____ THE RECORDS

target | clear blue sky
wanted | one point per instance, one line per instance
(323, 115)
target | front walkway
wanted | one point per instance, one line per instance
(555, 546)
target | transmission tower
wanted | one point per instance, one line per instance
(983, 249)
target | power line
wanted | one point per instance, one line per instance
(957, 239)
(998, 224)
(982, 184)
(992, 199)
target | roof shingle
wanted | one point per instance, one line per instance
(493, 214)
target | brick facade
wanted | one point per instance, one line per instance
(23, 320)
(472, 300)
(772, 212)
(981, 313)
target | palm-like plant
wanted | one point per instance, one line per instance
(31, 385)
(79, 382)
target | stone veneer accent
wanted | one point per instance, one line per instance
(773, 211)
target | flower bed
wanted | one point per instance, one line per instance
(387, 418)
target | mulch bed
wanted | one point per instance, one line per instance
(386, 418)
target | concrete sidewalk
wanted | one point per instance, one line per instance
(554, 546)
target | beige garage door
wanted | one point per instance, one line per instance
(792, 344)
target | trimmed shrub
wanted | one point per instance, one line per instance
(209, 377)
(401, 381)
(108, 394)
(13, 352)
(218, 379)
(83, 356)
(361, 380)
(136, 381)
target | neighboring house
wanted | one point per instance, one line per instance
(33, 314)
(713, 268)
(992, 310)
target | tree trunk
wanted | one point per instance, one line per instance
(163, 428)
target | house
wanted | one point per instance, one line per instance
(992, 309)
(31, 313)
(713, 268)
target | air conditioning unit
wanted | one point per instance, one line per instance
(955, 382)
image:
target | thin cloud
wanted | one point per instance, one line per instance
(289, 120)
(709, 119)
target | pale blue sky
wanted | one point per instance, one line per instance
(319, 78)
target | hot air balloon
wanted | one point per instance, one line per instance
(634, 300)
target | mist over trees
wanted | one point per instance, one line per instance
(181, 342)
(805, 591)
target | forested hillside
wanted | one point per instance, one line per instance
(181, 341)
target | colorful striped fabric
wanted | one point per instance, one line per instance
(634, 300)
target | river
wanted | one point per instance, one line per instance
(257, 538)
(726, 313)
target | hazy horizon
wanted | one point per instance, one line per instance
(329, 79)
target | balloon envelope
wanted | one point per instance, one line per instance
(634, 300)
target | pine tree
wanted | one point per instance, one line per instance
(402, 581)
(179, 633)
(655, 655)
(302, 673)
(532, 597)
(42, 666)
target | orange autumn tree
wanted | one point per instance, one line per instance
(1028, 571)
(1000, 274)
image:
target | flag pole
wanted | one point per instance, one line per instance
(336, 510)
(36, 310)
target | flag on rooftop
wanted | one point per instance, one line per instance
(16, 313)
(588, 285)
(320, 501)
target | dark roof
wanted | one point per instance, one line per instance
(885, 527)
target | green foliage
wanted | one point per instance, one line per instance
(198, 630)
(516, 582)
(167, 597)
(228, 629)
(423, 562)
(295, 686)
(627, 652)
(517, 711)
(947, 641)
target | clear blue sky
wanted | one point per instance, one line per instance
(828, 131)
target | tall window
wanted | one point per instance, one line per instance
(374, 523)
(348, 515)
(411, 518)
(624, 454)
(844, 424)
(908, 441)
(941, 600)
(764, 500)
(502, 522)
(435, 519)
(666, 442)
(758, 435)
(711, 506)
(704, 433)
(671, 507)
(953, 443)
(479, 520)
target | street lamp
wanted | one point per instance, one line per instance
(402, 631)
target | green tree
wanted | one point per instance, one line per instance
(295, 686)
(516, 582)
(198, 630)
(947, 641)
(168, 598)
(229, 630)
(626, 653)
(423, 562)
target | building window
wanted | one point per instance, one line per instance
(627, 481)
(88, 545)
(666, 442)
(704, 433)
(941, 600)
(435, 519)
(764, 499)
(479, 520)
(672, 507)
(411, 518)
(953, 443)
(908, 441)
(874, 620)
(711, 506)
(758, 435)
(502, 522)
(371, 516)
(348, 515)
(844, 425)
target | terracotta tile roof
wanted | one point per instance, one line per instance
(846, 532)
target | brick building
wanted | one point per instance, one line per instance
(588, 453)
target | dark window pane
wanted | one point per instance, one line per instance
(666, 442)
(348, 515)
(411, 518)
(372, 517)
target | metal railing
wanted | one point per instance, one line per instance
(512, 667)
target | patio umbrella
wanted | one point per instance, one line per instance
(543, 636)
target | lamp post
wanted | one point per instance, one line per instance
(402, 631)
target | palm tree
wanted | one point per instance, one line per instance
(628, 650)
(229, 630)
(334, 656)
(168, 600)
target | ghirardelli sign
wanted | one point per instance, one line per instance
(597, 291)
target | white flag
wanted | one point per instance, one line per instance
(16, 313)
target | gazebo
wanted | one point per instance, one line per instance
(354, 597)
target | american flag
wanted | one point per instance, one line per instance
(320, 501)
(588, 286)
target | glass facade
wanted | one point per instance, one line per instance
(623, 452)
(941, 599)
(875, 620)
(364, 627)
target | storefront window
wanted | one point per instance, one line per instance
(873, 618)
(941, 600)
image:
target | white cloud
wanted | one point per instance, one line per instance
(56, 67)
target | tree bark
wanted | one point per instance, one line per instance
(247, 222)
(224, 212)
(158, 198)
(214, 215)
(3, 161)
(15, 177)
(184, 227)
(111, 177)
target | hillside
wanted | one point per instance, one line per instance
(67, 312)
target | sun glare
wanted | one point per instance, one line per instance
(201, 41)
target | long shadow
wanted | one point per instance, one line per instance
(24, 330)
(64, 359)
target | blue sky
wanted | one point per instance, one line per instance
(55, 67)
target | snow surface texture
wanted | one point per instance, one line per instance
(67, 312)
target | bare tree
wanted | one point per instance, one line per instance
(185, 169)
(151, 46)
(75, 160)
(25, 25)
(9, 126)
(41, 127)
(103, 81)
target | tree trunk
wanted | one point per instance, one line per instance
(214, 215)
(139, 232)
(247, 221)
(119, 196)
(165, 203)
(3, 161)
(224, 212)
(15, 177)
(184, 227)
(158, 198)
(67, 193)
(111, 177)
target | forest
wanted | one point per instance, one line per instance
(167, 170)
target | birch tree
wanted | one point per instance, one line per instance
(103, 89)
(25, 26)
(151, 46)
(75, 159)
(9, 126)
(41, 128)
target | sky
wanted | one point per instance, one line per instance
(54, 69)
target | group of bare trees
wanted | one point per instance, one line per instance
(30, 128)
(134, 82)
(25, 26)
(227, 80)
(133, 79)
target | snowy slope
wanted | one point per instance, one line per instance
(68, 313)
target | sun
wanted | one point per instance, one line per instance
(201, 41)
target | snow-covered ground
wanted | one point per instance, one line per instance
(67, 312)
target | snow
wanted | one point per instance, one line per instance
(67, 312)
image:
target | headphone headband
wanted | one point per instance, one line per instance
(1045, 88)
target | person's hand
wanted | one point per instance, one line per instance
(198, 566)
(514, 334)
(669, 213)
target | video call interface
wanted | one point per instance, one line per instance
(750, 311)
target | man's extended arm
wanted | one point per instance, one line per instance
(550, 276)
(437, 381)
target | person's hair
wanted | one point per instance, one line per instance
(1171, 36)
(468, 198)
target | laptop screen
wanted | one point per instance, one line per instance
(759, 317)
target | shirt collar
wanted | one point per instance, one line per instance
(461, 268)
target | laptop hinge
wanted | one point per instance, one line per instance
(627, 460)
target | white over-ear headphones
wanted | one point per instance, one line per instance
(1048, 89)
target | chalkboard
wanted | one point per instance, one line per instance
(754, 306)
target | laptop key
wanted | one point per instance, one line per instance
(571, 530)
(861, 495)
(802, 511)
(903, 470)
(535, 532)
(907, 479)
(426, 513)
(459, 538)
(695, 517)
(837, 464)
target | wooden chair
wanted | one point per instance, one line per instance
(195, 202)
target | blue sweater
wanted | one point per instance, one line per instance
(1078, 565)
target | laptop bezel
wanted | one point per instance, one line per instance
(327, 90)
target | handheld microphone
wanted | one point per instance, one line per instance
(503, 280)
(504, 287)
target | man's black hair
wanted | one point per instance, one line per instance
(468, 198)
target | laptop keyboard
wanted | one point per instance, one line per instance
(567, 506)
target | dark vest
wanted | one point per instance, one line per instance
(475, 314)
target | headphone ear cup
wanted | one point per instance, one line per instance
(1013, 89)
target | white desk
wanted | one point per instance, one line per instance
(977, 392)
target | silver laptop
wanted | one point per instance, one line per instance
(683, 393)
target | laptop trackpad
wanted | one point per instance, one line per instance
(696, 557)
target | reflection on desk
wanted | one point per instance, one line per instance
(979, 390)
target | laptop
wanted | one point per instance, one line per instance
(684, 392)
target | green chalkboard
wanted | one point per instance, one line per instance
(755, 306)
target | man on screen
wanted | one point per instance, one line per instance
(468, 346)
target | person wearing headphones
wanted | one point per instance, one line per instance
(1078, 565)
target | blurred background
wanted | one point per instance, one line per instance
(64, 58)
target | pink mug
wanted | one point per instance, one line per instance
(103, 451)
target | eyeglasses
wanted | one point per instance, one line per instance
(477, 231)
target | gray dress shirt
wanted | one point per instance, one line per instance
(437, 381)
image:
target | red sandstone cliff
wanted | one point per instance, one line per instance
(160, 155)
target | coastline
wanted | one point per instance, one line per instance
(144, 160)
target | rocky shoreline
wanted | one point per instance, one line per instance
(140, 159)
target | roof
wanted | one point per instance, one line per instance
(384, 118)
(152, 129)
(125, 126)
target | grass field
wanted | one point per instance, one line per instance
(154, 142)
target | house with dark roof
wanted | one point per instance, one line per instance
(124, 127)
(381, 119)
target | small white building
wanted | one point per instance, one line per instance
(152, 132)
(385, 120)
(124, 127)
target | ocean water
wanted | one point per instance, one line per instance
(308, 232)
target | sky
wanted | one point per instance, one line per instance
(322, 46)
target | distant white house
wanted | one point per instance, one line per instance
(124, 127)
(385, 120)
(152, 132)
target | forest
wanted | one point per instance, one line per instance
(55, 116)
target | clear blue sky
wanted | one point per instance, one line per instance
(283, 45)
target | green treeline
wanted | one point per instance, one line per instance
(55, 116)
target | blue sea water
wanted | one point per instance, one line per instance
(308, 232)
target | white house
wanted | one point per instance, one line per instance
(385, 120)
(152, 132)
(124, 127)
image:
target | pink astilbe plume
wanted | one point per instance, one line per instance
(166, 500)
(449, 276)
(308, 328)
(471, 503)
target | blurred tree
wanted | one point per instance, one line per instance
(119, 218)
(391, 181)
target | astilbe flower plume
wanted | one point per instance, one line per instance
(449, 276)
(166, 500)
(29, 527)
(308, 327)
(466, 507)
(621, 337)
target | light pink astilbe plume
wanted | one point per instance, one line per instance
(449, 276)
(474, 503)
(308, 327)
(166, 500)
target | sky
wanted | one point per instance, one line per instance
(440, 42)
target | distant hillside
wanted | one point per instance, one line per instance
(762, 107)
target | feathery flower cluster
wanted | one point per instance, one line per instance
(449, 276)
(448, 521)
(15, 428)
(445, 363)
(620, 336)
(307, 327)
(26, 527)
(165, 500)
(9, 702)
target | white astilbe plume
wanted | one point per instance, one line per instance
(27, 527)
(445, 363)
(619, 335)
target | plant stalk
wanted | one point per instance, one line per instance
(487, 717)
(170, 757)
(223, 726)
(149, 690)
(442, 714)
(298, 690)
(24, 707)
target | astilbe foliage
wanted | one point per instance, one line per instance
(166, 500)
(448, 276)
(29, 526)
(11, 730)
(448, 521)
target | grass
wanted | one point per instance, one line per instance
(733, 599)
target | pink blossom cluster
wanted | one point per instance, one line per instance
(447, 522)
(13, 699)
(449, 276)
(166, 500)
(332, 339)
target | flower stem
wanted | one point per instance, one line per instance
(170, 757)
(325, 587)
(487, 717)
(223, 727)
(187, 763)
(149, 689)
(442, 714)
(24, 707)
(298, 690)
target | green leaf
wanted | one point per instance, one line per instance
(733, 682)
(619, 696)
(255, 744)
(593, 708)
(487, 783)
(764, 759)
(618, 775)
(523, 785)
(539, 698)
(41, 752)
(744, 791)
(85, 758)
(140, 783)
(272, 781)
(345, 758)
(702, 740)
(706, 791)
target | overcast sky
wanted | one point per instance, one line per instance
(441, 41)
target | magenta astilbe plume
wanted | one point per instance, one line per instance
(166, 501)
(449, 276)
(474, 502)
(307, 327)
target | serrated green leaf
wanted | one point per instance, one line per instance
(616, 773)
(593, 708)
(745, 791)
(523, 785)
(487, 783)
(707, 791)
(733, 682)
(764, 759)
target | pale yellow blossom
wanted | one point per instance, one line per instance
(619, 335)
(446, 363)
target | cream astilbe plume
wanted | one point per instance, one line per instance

________

__PROBLEM__: Lines containing "palm" in the records above: how many are there? Give only the number.

__WRITTEN RESPONSE__: 2